Canine Disaster Relief Services
This is the most comprehensive and only course recognized by government, NGO, disaster relief organizations and agencies . . . and the academic community. Over a fourteen-year period of disaster response, the CDRS course is designed to present the core concepts of a comprehensive, systematic and multi-component canine crisis and trauma intervention curriculum combined with Critical Incident Stress Management (CISM). The one-day interactive course will: a) Distinguish the differences between traditional animal assisted activities, animal assisted therapy and canine disaster relief services; b) Demonstrate the immediacy of providing crisis intervention to victims of a disaster, when a canine is utilized as a “transitional object” by handlers trained in Critical Incident Stress Management; c) Identify how the canine provides “common ground” to establish a therapeutic alliance with victims who have experienced acute trauma and/or significant loss; d) Teach how to work with a canine individually or within a multi-disciplinary Integrated Care Team providing crisis intervention to victims of a critical incident; e) Present the protocol on how to incorporate the utilization of Canine Disaster Relief Services by individuals with, or without a canine, who are part of a multi-disciplinary Outreach Care Team.

Information -
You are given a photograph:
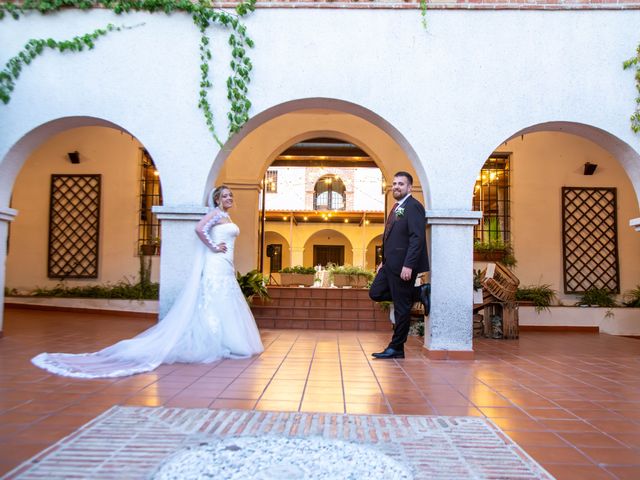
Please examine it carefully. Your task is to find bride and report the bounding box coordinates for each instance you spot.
[31,185,263,378]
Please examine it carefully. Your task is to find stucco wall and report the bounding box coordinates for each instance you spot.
[499,133,640,303]
[6,127,159,290]
[0,9,640,338]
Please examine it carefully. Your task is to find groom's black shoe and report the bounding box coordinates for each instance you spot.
[420,283,431,317]
[371,347,404,358]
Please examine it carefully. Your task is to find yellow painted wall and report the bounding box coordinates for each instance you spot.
[498,133,640,304]
[6,127,159,290]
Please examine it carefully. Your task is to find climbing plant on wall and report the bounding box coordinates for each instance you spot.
[623,45,640,133]
[0,0,256,146]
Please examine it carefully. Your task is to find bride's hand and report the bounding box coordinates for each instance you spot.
[212,242,227,253]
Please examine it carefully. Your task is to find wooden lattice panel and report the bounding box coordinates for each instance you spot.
[562,187,620,293]
[47,175,100,279]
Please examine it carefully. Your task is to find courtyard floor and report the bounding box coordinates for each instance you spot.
[0,309,640,479]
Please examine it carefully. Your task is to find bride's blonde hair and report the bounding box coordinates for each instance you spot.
[207,185,231,208]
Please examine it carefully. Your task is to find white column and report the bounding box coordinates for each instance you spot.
[153,205,208,318]
[424,210,482,360]
[0,207,18,338]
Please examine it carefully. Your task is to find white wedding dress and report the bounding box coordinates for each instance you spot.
[31,223,264,378]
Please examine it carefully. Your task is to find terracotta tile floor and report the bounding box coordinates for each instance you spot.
[0,309,640,480]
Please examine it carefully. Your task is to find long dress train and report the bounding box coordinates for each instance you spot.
[31,223,263,378]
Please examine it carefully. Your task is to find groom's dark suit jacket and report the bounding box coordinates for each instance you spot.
[382,196,429,277]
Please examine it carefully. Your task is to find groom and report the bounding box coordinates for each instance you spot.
[369,172,429,358]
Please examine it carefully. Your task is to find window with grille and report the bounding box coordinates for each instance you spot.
[47,175,101,280]
[138,149,162,255]
[562,187,620,294]
[473,153,511,245]
[313,175,346,210]
[265,170,278,193]
[267,243,282,273]
[313,245,344,267]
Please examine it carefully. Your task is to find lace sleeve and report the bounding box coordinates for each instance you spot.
[202,211,229,252]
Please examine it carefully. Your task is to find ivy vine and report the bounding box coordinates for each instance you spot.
[420,0,427,30]
[622,45,640,133]
[0,23,133,105]
[0,0,256,146]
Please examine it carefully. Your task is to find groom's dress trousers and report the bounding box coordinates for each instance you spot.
[369,196,429,351]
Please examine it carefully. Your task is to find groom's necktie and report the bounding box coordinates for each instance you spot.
[384,202,398,239]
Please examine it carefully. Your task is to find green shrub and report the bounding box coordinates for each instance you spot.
[576,287,616,307]
[473,240,518,267]
[31,280,160,300]
[516,283,557,313]
[329,265,375,282]
[623,285,640,308]
[280,265,316,275]
[236,270,271,303]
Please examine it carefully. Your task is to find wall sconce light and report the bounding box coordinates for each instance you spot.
[584,162,598,175]
[67,151,80,163]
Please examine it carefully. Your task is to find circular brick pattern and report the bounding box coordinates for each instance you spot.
[153,436,413,480]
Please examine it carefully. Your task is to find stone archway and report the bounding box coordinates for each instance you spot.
[0,116,159,330]
[480,121,640,308]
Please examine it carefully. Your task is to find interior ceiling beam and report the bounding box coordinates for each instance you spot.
[271,155,378,168]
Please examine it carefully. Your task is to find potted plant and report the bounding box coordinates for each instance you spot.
[516,283,557,313]
[236,270,271,303]
[329,265,374,288]
[576,287,616,308]
[140,237,160,255]
[622,285,640,308]
[280,265,316,287]
[473,240,518,267]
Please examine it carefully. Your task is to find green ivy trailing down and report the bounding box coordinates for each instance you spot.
[420,0,427,30]
[0,0,256,146]
[0,23,133,105]
[622,45,640,133]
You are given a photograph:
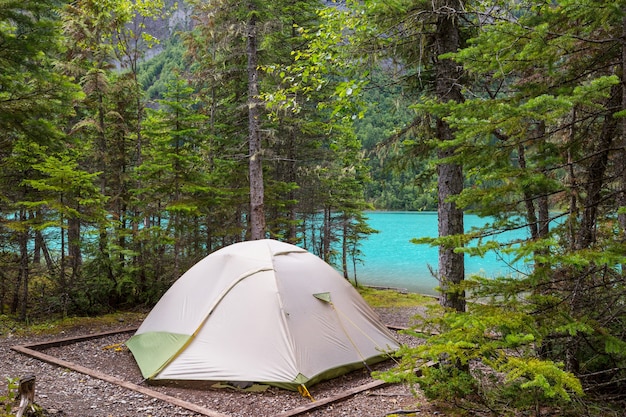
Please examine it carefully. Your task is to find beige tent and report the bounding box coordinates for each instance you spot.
[126,239,399,389]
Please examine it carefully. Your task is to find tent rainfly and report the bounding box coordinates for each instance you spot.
[126,239,399,389]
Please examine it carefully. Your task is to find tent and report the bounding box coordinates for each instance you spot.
[126,239,399,389]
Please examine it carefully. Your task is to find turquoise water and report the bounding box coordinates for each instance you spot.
[351,212,525,295]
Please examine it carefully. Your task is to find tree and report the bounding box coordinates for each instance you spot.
[378,1,626,415]
[0,0,79,320]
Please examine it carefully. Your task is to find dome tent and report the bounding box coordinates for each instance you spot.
[126,239,399,389]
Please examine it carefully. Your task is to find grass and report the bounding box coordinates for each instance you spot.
[0,311,145,336]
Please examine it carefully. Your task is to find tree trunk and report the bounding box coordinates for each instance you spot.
[18,210,30,321]
[246,5,265,240]
[617,13,626,252]
[435,0,465,311]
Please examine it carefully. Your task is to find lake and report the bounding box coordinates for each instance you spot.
[350,212,524,295]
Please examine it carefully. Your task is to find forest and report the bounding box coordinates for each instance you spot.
[0,0,626,416]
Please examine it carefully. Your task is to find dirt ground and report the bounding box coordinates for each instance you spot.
[0,309,444,417]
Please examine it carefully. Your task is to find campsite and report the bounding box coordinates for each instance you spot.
[0,290,438,417]
[0,0,626,417]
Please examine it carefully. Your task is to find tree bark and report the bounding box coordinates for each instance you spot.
[246,6,265,240]
[434,0,465,311]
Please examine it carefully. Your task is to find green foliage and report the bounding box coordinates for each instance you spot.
[378,299,583,415]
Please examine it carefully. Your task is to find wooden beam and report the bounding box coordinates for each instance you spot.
[274,381,387,417]
[11,346,228,417]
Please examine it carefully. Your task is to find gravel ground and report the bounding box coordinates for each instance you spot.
[0,309,443,417]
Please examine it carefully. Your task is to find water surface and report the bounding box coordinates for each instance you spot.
[351,212,524,295]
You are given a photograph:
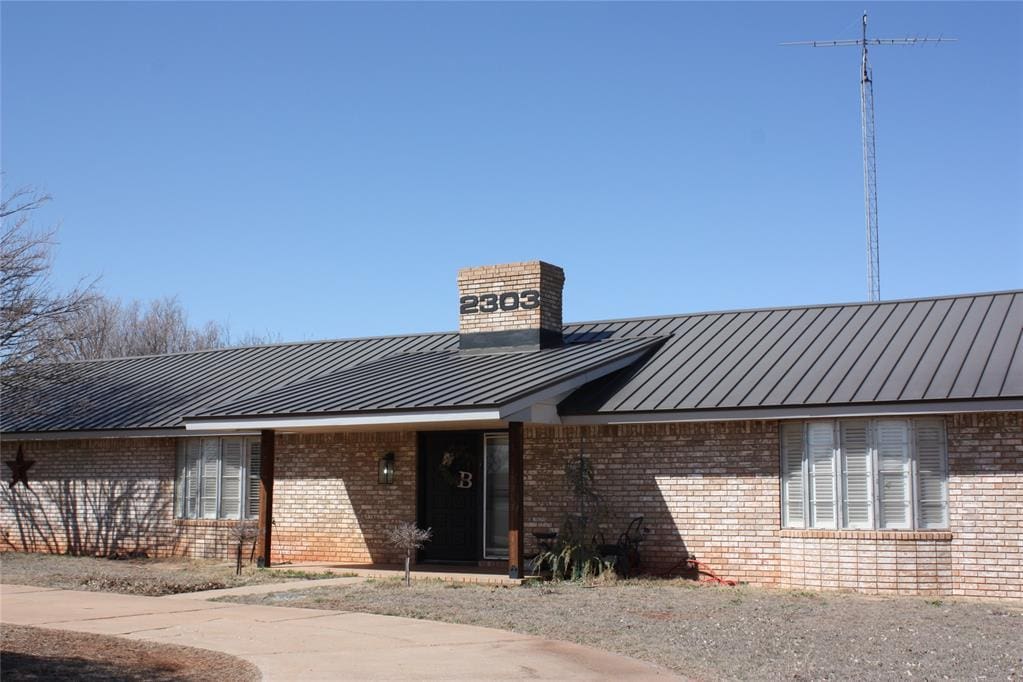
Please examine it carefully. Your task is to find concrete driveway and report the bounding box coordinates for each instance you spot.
[0,585,672,680]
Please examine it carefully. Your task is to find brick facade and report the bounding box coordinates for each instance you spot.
[458,261,565,343]
[0,412,1023,598]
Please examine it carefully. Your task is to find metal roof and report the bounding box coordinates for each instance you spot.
[184,336,663,418]
[3,290,1023,434]
[561,291,1023,414]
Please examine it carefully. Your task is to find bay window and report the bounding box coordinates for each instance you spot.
[781,418,948,530]
[174,437,260,518]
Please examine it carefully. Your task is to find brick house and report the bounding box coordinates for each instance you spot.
[0,262,1023,598]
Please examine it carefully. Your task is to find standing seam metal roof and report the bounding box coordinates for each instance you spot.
[3,290,1023,434]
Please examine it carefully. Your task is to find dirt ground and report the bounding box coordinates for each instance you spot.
[0,552,339,596]
[0,625,260,682]
[224,580,1023,680]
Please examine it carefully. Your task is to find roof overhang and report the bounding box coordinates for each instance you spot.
[185,409,503,433]
[561,399,1023,425]
[184,339,659,431]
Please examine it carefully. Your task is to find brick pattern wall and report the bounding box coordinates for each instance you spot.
[945,412,1023,599]
[525,421,780,585]
[779,531,952,595]
[0,412,1023,599]
[271,431,416,563]
[458,261,565,334]
[0,439,178,555]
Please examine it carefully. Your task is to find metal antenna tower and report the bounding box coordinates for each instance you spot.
[782,11,958,301]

The task - The course description lists what the one-day course will do in points a) through e). Give the opening verb of each point, in order.

Your solution - Distinguish, Demonstrate, Identify, Teach, Present